# Stated problem a:
List every country named in the text on Vaduz Castle, excluding empires and continents.

Vaduz Castle, Liechtenstein, residence of the Princely Family
Photo taken from Vaduz, directly below the castle


The princely family, headed by H.S.H. Prince Hans-Adam of Liechtenstein, resides in the castle that sits directly above Vaduz itself. It almost hangs right on the edge of the city, keeping an eye on what's going on below. Construction was begun in the 12th century, so it isn't exactly modern architecture. Certainly renovations have taken place over the centuries, and it is no longer used as a fortress to protect the country, but having been up to the main door myself, I can tell you that it still isn't exactly easy to break into.

The House of Liechtenstein is one of the oldest noble houses in Europe. It has considerable historical holdings in Austria, from which they originally come. Over the centuries during which they have had power or regional influence, they have done well in expanding their wealth in art and real estate, and of course more. Following the fall of the Austro-Hungarian Empire in 1918 and later at the end of World War II, palatial properties they owned in the former Czechoslovakia were confiscated by the state, never to be returned to the family until this day. Yet, the extended Liechtenstein family, with about 100 members, still owns beautiful estates and art collections in Austria, many of which are open to the public. That said,  interestingly they receive no income from the country/government of Liechtenstein in their role as head of state. They are funded by their own extensive family holdings. Therefore, no citizen of the country can exactly complain that the monarchy is costing the citizens too much to keep up. Besides, there isn't much pomp and circumstance there to add to costs. So, to sum up, the castle there above the town is the only residence the princely family uses as such in the country.

[Image object location entries]
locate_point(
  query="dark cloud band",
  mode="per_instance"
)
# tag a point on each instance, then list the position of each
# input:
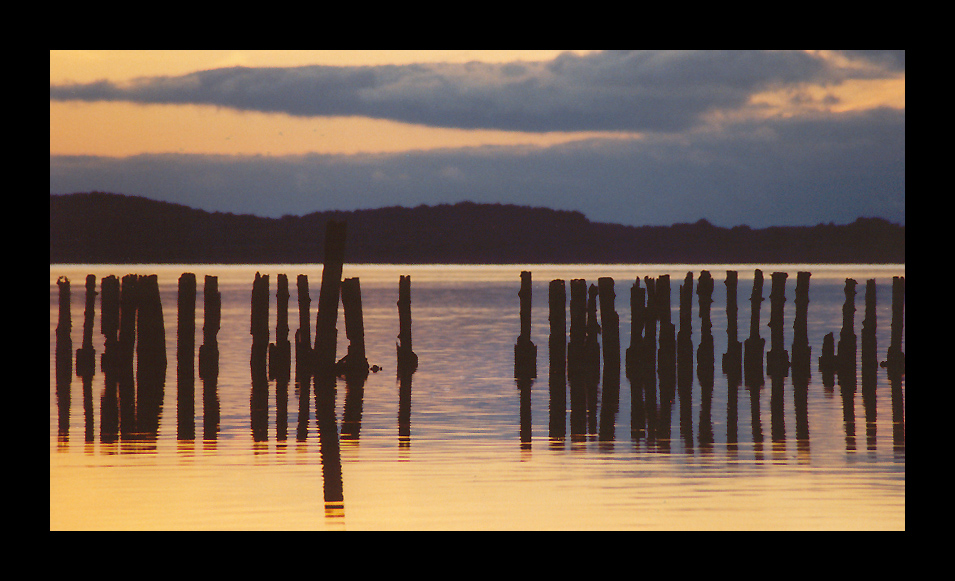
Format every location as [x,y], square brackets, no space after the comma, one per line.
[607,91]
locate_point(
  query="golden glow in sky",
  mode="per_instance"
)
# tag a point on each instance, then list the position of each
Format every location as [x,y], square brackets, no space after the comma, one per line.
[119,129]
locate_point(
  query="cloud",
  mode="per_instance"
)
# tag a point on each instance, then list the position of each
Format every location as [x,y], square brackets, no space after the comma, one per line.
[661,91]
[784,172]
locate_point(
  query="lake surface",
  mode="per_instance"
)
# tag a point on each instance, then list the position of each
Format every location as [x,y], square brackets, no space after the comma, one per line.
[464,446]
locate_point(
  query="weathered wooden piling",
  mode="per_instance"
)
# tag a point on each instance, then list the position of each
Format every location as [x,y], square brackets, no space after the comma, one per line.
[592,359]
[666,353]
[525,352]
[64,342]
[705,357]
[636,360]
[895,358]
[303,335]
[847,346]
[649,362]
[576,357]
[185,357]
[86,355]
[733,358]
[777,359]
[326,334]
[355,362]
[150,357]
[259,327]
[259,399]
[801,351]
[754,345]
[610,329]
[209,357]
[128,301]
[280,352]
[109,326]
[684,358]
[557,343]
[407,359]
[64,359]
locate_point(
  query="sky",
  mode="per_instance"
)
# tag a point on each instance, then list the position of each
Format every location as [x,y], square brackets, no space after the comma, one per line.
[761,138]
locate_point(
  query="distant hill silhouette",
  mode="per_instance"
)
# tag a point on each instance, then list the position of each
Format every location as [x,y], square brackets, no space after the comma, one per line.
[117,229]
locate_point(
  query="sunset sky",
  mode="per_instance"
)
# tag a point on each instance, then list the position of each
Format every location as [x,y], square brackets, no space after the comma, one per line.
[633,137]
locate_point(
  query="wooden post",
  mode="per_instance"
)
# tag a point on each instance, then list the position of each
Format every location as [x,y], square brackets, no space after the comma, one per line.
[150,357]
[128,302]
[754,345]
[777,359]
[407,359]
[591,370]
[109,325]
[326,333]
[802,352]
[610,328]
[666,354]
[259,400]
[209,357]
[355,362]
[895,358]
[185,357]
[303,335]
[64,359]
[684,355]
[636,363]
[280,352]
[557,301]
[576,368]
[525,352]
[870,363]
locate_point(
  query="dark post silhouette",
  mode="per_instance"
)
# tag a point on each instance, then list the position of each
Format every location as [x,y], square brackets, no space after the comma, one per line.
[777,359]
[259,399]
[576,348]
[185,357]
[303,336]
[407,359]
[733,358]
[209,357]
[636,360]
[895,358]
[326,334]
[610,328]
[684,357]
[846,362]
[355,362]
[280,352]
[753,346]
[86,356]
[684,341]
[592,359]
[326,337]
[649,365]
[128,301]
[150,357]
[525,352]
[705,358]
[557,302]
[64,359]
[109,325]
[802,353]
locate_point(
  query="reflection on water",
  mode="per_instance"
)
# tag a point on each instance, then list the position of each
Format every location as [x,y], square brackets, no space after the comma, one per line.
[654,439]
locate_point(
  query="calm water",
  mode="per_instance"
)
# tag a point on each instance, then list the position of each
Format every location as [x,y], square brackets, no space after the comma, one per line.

# Stated problem b:
Collect every line of the rows above that contains the string "wooden", matching case exactly.

# Output a:
Liechtenstein
Austria
Czechoslovakia

# Output b:
  query="weathered wooden piling",
  query="wooden post",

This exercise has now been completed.